§ The task: Gather every line in the rows below that contains the word "blurred" and copy each one.

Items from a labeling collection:
----------
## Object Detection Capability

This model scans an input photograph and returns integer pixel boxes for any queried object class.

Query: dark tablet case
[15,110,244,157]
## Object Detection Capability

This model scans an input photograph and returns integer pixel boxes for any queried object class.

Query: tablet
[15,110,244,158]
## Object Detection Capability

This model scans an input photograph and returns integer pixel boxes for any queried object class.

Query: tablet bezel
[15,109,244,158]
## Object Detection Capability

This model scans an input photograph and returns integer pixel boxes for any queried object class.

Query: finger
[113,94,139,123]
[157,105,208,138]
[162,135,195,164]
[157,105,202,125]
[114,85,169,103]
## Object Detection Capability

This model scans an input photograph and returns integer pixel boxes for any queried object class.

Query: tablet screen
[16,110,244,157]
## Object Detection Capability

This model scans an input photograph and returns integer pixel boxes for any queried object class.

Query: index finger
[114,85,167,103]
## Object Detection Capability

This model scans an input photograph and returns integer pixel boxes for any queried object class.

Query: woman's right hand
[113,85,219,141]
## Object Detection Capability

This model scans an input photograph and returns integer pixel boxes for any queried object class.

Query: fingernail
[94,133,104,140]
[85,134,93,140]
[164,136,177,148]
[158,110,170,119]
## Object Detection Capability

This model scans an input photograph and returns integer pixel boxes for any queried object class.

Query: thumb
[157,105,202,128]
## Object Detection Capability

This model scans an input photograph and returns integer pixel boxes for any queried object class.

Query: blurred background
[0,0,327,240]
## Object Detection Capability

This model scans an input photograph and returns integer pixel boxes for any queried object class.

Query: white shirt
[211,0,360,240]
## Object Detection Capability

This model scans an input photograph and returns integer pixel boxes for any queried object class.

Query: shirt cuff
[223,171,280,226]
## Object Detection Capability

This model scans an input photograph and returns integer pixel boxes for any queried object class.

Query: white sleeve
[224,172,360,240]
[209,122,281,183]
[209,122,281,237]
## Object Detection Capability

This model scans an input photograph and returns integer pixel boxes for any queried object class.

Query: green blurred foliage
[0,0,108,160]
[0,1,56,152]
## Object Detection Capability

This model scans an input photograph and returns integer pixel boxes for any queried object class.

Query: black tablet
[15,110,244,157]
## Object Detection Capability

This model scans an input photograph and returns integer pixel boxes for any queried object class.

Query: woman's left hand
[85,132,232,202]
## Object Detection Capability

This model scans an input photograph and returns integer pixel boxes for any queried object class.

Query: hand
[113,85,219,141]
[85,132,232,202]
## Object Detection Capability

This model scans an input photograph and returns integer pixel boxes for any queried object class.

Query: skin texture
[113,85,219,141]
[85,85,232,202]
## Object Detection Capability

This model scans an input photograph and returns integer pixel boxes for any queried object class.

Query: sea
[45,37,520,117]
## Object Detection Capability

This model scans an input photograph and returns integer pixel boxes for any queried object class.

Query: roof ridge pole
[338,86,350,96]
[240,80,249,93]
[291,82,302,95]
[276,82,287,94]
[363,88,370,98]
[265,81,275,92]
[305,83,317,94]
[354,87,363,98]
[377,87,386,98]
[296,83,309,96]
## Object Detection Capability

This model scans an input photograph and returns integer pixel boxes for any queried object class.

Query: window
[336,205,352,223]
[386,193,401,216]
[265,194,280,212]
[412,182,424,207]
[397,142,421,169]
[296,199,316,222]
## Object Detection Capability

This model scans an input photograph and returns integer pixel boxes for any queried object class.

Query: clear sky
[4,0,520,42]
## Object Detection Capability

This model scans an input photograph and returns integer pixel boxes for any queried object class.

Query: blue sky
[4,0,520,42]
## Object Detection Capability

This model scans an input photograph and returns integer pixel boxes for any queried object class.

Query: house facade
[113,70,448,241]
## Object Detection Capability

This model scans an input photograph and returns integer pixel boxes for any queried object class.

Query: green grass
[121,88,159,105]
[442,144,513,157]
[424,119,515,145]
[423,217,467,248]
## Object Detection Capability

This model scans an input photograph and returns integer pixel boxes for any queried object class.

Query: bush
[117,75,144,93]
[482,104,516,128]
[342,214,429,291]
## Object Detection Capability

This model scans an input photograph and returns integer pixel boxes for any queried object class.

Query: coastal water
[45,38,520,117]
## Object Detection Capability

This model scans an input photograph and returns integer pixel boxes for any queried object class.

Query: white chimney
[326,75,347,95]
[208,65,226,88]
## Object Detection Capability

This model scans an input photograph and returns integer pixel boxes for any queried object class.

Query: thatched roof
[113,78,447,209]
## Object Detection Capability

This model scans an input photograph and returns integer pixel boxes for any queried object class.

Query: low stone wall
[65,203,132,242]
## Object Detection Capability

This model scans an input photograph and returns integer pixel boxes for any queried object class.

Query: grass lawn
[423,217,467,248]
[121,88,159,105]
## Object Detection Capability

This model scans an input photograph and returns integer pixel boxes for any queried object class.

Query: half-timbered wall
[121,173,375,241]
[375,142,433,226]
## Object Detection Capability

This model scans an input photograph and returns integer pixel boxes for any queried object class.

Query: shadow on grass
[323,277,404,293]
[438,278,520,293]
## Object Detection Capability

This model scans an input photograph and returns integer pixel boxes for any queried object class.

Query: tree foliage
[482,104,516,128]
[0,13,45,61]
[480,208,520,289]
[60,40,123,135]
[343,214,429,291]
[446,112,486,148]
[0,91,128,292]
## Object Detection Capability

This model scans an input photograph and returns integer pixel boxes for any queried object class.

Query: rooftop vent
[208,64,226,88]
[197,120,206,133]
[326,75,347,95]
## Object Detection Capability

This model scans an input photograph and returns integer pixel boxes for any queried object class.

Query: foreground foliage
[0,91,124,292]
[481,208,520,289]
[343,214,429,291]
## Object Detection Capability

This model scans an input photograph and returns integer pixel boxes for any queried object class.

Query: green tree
----------
§ Output below:
Query: blurred background
Query: green blurred foliage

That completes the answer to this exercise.